---------- PROVIDED PASSAGE ----------
Take the intensive case management for instance. If you are severely disabled and in need of assistance, the state will pay for a case manager to help you with life.

Case managers are paid $7 an hour when alone, $14 with a client. When they are with a client, they are instructed to do mostly paperwork. The goal here is to not actually help people, but to fill out paperwork in proximity to them to collect state funds, while paying social workers peanuts without benefits. So the case manager helping the impoverished is herself, financially insecure.

So where is all the money going?

A company manages the case managers, and they pocket the bulk of state funds. The management, board, and directors all live in very large houses and drive very expensive cars. Case managers drive 2002 Honda Accords without AC or a radio. Clients live in squalor, just happy to have someone doing their paperwork nearby. This is the American caste system.

So I think you can see, even when we fund social services, the money still ends up in the hands of the wealthy. It’s just what capitalism is designed to do.

2 comments

> It’s just what capitalism is designed to do.

Capitalism is simply allowing private citizens to own, in part or full, the means of production such as farms and businesses. I'm not sure that capitalism is responsible for a decision about dispersing government money to create terrible jobs resulting in mismanagement and horrible customer service.
---------- INFORMATION SHOWN ----------
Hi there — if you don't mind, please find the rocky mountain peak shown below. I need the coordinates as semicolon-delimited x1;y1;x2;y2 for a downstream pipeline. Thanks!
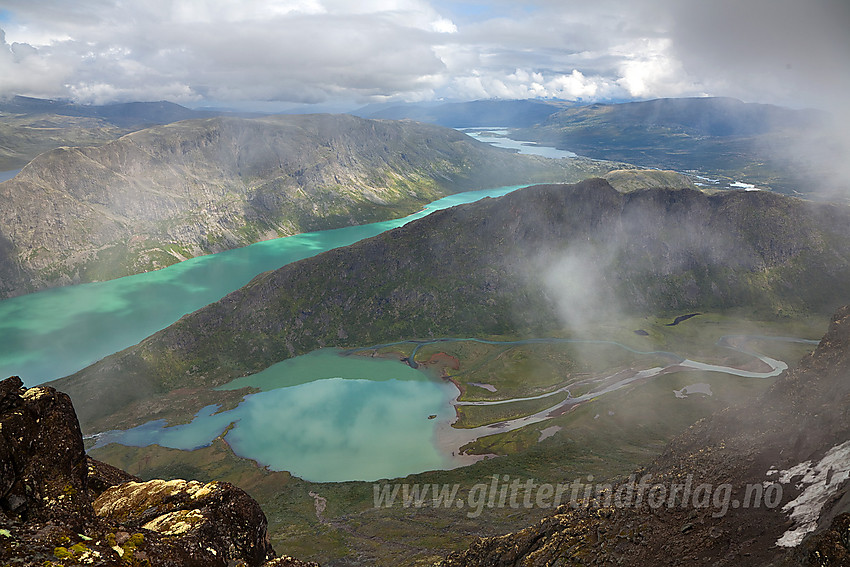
----------
● LIST OF TASKS:
a. In one to three sentences, explain why the post on intensive case management calls the case manager financially insecure.
b. Please mark each statement (i), (ii) and (iii) as agreeing or not with the post on intensive case management, answering yes or no and quoting the deciding words: (i) Case managers earn $14 an hour when working alone. (ii) The company that manages the case managers keeps most of the state funds. (iii) The commenter holds capitalism responsible for how the government money is dispersed.
c. According to the post on intensive case management, what cars do case managers drive?
The data plays no part in these tasks.

● SOLUTIONS TO EACH TASK:
a. The case manager is paid only $7 an hour when alone and $14 with a client. The post says this is "peanuts without benefits."

b.
(i) No: "Case managers are paid $7 an hour when alone, $14 with a client."
(ii) Yes: "A company manages the case managers, and they pocket the bulk of state funds."
(iii) No: "I'm not sure that capitalism is responsible for a decision about dispersing government money to create terrible jobs resulting in mismanagement and horrible customer service."

c. They drive 2002 Honda Accords without AC or a radio.